■ **WHAT NEEDS TO BE DONE**: Resume the write-up on the Seattle-area TV station KONG after its final sentence, carrying its history forward.

■ **READING TEXT**:

○ ○ ○ ○ ○ ○ ○

KONG (channel 16) is an independent television station licensed to Everett, Washington, United States, serving the Seattle area. It is owned by Tegna Inc. alongside NBC affiliate KING-TV (channel 5). Both stations share studios at the Home Plate Center in the SoDo district of Seattle, while KONG's transmitter is located in the city's Queen Anne neighborhood.

History
The KONG-TV call sign was first granted by the Federal Communications Commission (FCC) on April 6, 1984. When it was applied for, it immediately drew a legal complaint from King Broadcasting, then-owner of KING-TV, against Carl Washington's KONG TV, Inc., the first broadcaster to apply for a license for Everett's channel 16. The station had planned to go on the air on June 1 of that year, with studios in Everett and an advertising sales office in Seattle, but kept getting bogged down by years of legal challenges from residents on Cougar Mountain who objected to the electromagnetic radiation from an additional broadcaster. After the legal challenges to the transmitter, KONG lay dormant until broadcasters came up with innovative ways to program additional stations in their area.

KONG-TV signed on the air on July 8, 1997. It was locally owned, but managed by KING-TV (which had just been acquired by Belo) through a local marketing agreement. The KONG call letters were retained as a tongue-in-cheek reference to King Kong, which made both stations easily marketable together. Belo bought channel 16 outright in 2000, when the FCC began to permit television station duopolies. On June 13, 2013, the Gannett Company announced that it would acquire Belo. The sale was completed on December 23.

○ ○ ○ ○ ○ ○ ○

■ **RECORDED INFORMATION**:
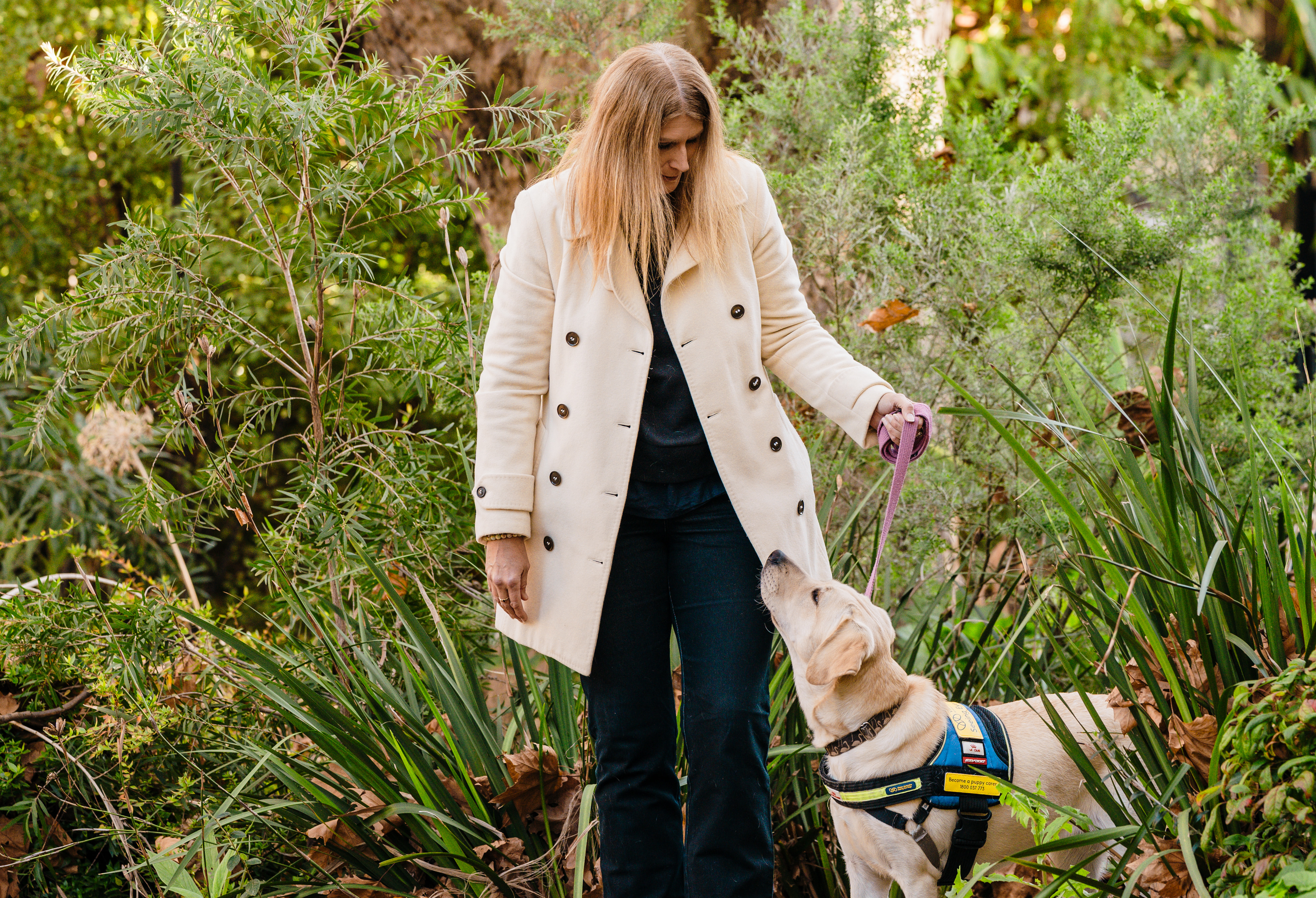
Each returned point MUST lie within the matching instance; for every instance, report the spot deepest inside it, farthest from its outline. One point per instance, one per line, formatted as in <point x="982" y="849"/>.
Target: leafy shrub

○ ○ ○ ○ ○ ○ ○

■ **RESULT FOR THIS TASK**:
On June 29, 2015, the Gannett Company split in two, with one side specializing in print media and the other side specializing in broadcast and digital media. KING and KONG were retained by the latter company, named Tegna.

Programming 
Initially, the station ran a general entertainment format with classic sitcoms, westerns, old movies, cartoons, and a 10 p.m. newscast. Along with the newscast and KING's Evening Magazine, the station now airs KING-TV's syndicated shows (such as Dr. Phil) during prime time or other time slots, giving viewers a second chance to watch the shows that day. It also carries a few syndicated programs that KING-TV does not air such as Inside Edition, Extra, and Access Hollywood. KONG also broadcasts certain NBC network programs in lieu of KING, including a repeat of Meet the Press in its traditional mid-morning time slot, as KING is one of the few West Coast NBC affiliates to carry it live from Washington, D.C. at 6:00 a.m. Pacific Time, instead of tape-delaying it to 9:00 a.m. Pacific Time as is custom.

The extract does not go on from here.